• **DIRECTION**
From the line that has "such as [275,13]." down to the final line of the listing below, transcribe every line exactly, and only those.

• **DATA SUPPLIED**

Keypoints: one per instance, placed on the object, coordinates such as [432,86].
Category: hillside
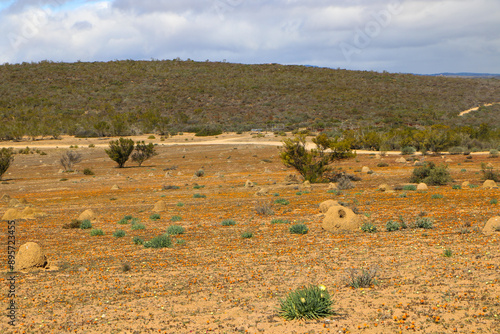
[130,97]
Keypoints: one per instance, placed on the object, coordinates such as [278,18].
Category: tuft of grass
[175,230]
[364,279]
[299,229]
[96,232]
[312,302]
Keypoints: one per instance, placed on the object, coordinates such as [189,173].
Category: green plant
[138,240]
[246,235]
[312,302]
[175,230]
[120,150]
[312,164]
[155,216]
[143,152]
[6,159]
[96,231]
[161,241]
[363,279]
[228,222]
[282,201]
[299,229]
[368,227]
[119,233]
[86,224]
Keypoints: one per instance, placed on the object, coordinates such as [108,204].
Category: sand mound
[86,215]
[160,206]
[324,206]
[339,218]
[492,224]
[30,255]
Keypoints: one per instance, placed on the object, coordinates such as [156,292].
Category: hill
[131,97]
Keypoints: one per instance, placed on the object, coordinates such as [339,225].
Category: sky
[399,36]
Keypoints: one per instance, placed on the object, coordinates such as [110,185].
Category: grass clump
[312,302]
[161,241]
[175,229]
[96,232]
[299,229]
[228,222]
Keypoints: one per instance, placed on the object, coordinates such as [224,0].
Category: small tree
[312,164]
[70,158]
[6,158]
[120,150]
[143,152]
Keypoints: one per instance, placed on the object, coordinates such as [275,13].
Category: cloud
[400,36]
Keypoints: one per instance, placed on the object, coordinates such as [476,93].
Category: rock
[492,224]
[86,215]
[489,184]
[324,206]
[422,186]
[385,187]
[339,218]
[160,206]
[365,170]
[30,255]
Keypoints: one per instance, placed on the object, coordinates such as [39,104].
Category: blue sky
[407,36]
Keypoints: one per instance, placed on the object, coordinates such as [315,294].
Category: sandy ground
[214,281]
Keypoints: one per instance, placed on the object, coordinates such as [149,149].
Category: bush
[86,224]
[175,230]
[69,158]
[6,159]
[313,302]
[96,231]
[228,222]
[299,229]
[120,150]
[162,241]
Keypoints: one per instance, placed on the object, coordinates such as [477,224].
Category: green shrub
[161,241]
[96,231]
[299,229]
[86,224]
[313,302]
[363,279]
[228,222]
[119,233]
[175,230]
[368,227]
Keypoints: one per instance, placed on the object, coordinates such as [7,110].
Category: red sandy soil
[215,281]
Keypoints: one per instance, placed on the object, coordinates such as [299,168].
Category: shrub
[96,231]
[143,152]
[86,224]
[365,279]
[119,233]
[368,227]
[228,222]
[69,158]
[120,150]
[299,229]
[6,159]
[175,230]
[313,302]
[161,241]
[282,201]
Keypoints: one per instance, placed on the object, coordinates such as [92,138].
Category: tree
[70,158]
[143,152]
[120,150]
[312,164]
[6,159]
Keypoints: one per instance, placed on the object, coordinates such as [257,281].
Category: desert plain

• **TASK SOLUTION**
Keypoints: one per instance, placed on the object, coordinates such as [275,13].
Category: cloud
[400,36]
Keypoints: one per instance, placed on the object, coordinates such as [476,93].
Category: rock
[492,224]
[86,215]
[489,184]
[324,206]
[422,186]
[385,187]
[339,218]
[160,206]
[365,170]
[30,255]
Keypoints: one per instance, placed on the object, coordinates such as [39,104].
Category: blue sky
[407,36]
Keypoints: one per instance, placed on the object, coordinates such as [315,294].
Category: sandy ground
[214,281]
Keypoints: one per instance, placed on the object, coordinates such as [149,149].
Category: bush
[86,224]
[175,230]
[69,158]
[6,159]
[313,302]
[96,231]
[228,222]
[299,229]
[120,150]
[162,241]
Keypoints: one per instance, placed on the object, coordinates such as [477,224].
Category: green shrub
[161,241]
[96,231]
[299,229]
[86,224]
[313,302]
[363,279]
[228,222]
[119,233]
[175,230]
[368,227]
Keypoints: one per instance, placed on the object, coordinates such as [7,110].
Category: red sandy soil
[215,281]
Keypoints: one per instance, placed on the object, coordinates such as [299,168].
Category: shrub
[96,231]
[143,152]
[86,224]
[365,279]
[119,233]
[368,227]
[228,222]
[69,158]
[120,150]
[299,229]
[6,159]
[175,230]
[313,302]
[161,241]
[282,201]
Keypoints: one per instance, placed on the object, coordinates such as [92,138].
Category: tree
[70,158]
[143,152]
[120,150]
[312,164]
[6,159]
Keypoints: one per instance, placed on the object, coordinates such as [257,281].
Category: desert plain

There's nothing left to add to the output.